Stored dataset items
※
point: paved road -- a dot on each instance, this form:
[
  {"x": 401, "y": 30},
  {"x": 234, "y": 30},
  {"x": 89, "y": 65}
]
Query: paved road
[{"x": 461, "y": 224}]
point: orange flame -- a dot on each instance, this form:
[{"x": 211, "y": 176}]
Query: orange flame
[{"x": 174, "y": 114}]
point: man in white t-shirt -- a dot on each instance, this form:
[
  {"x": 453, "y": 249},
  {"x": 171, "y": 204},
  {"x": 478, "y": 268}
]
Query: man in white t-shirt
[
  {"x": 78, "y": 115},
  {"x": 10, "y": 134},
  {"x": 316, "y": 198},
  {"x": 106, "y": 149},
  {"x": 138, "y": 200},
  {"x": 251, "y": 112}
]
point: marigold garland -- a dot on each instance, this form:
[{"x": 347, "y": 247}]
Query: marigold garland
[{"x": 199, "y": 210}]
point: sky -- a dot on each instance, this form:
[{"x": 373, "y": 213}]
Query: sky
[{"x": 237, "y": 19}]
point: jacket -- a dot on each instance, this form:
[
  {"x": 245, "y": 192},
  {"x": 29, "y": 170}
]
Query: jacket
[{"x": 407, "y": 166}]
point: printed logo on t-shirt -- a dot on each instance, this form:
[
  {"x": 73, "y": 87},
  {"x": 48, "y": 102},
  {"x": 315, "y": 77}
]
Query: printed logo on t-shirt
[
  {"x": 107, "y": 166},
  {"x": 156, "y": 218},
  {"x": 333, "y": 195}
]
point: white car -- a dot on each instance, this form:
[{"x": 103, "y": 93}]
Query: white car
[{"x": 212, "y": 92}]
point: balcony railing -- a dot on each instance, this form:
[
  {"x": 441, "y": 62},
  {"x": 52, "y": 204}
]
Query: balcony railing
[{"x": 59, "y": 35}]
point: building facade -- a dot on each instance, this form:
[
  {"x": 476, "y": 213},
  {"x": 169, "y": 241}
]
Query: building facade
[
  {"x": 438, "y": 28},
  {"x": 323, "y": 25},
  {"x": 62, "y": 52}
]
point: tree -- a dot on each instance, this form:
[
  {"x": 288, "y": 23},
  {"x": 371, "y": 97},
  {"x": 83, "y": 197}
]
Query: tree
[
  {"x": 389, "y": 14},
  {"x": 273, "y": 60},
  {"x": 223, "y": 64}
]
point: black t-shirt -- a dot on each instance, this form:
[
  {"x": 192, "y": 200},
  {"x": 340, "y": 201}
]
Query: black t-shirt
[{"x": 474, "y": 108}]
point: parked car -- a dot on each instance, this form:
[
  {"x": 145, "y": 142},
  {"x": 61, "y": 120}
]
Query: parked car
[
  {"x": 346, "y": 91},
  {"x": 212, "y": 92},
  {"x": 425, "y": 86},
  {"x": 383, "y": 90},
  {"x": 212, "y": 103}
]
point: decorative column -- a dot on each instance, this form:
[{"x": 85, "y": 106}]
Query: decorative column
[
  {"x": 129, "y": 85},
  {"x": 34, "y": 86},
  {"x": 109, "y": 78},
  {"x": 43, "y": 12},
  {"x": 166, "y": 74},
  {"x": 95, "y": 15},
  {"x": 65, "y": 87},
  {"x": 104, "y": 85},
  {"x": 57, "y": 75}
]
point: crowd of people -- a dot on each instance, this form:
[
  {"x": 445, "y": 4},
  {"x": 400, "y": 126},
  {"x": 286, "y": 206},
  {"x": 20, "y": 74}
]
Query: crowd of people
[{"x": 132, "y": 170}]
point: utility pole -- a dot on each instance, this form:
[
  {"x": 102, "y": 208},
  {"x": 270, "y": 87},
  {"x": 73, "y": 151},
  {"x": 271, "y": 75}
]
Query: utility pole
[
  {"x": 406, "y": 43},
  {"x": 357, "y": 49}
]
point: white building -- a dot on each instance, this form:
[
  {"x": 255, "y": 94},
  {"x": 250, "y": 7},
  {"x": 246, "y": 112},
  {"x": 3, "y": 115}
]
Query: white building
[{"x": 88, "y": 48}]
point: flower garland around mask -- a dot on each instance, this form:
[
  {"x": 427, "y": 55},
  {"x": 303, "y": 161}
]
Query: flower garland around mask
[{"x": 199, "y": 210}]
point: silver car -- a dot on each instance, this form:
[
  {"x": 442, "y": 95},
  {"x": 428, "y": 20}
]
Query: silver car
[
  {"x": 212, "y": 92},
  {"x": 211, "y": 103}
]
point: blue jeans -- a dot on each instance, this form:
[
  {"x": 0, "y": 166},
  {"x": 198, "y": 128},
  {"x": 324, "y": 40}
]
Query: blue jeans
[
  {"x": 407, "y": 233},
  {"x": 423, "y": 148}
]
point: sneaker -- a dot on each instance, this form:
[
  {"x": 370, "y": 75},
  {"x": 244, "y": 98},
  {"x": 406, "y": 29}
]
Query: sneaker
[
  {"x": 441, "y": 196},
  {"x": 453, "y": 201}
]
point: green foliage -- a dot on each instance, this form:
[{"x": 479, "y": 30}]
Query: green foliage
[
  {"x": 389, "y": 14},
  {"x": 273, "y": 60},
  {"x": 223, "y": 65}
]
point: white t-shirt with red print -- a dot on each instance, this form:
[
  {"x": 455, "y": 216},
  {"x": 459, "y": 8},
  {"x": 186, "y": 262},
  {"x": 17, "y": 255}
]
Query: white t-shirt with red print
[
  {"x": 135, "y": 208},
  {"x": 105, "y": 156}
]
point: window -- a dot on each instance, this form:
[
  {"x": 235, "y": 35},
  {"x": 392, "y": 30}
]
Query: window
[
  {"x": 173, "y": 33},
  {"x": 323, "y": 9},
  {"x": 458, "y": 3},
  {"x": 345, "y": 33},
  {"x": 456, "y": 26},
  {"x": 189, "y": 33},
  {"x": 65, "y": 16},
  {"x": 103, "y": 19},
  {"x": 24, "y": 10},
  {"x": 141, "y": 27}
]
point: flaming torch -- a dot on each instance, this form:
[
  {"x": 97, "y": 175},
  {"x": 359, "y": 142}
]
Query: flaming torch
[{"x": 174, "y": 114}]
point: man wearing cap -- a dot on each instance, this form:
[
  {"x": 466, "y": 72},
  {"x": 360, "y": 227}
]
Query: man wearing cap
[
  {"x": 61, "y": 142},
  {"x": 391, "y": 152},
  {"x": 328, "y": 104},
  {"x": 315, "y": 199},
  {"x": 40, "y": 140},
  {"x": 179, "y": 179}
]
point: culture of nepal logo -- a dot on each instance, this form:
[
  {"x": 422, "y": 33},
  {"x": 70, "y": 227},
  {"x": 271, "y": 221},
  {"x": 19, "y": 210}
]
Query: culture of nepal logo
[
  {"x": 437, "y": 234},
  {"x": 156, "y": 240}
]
※
● AIM:
Which lines run from the one containing "point: silver car" to the end of the entries above? Quote exactly those, and only those.

● FULL RESPONSE:
point: silver car -- a dot on each instance, this form:
[
  {"x": 442, "y": 95},
  {"x": 428, "y": 20}
]
Query: silver car
[
  {"x": 212, "y": 92},
  {"x": 211, "y": 103}
]
point: blue jeans -- a dot on each instance, this form:
[
  {"x": 0, "y": 166},
  {"x": 198, "y": 128},
  {"x": 324, "y": 40}
]
Query: blue jeans
[
  {"x": 407, "y": 233},
  {"x": 423, "y": 148}
]
point: sneaker -- a dot on each instance, this form:
[
  {"x": 370, "y": 75},
  {"x": 244, "y": 98},
  {"x": 406, "y": 29}
]
Query: sneaker
[
  {"x": 441, "y": 196},
  {"x": 453, "y": 201}
]
point: green foliage -- a dot on each instance, this form:
[{"x": 479, "y": 30}]
Query: green foliage
[
  {"x": 389, "y": 14},
  {"x": 273, "y": 60},
  {"x": 223, "y": 65}
]
point: white t-shirt with red print -- a dot on each instance, this form:
[
  {"x": 455, "y": 216},
  {"x": 459, "y": 8},
  {"x": 186, "y": 262},
  {"x": 17, "y": 255}
]
Query: white t-shirt with red print
[
  {"x": 135, "y": 208},
  {"x": 105, "y": 156}
]
point: window -- a dot on each instance, this form:
[
  {"x": 235, "y": 35},
  {"x": 392, "y": 30}
]
Query: window
[
  {"x": 173, "y": 33},
  {"x": 323, "y": 9},
  {"x": 458, "y": 3},
  {"x": 345, "y": 33},
  {"x": 456, "y": 26},
  {"x": 189, "y": 33},
  {"x": 65, "y": 16},
  {"x": 103, "y": 19},
  {"x": 24, "y": 10},
  {"x": 141, "y": 27}
]
point: flaming torch -- a dot on each instance, this form:
[
  {"x": 97, "y": 175},
  {"x": 359, "y": 142}
]
Query: flaming torch
[{"x": 174, "y": 114}]
point: man wearing cap -- a dot on each instance, this form:
[
  {"x": 466, "y": 72},
  {"x": 360, "y": 227}
]
Query: man wearing cap
[
  {"x": 61, "y": 142},
  {"x": 391, "y": 152},
  {"x": 328, "y": 104},
  {"x": 315, "y": 199},
  {"x": 40, "y": 140},
  {"x": 179, "y": 179}
]
point: culture of nepal logo -- a dot on each instance, this form:
[
  {"x": 422, "y": 33},
  {"x": 70, "y": 227},
  {"x": 271, "y": 221},
  {"x": 19, "y": 210}
]
Query: culture of nepal logo
[
  {"x": 437, "y": 234},
  {"x": 156, "y": 240}
]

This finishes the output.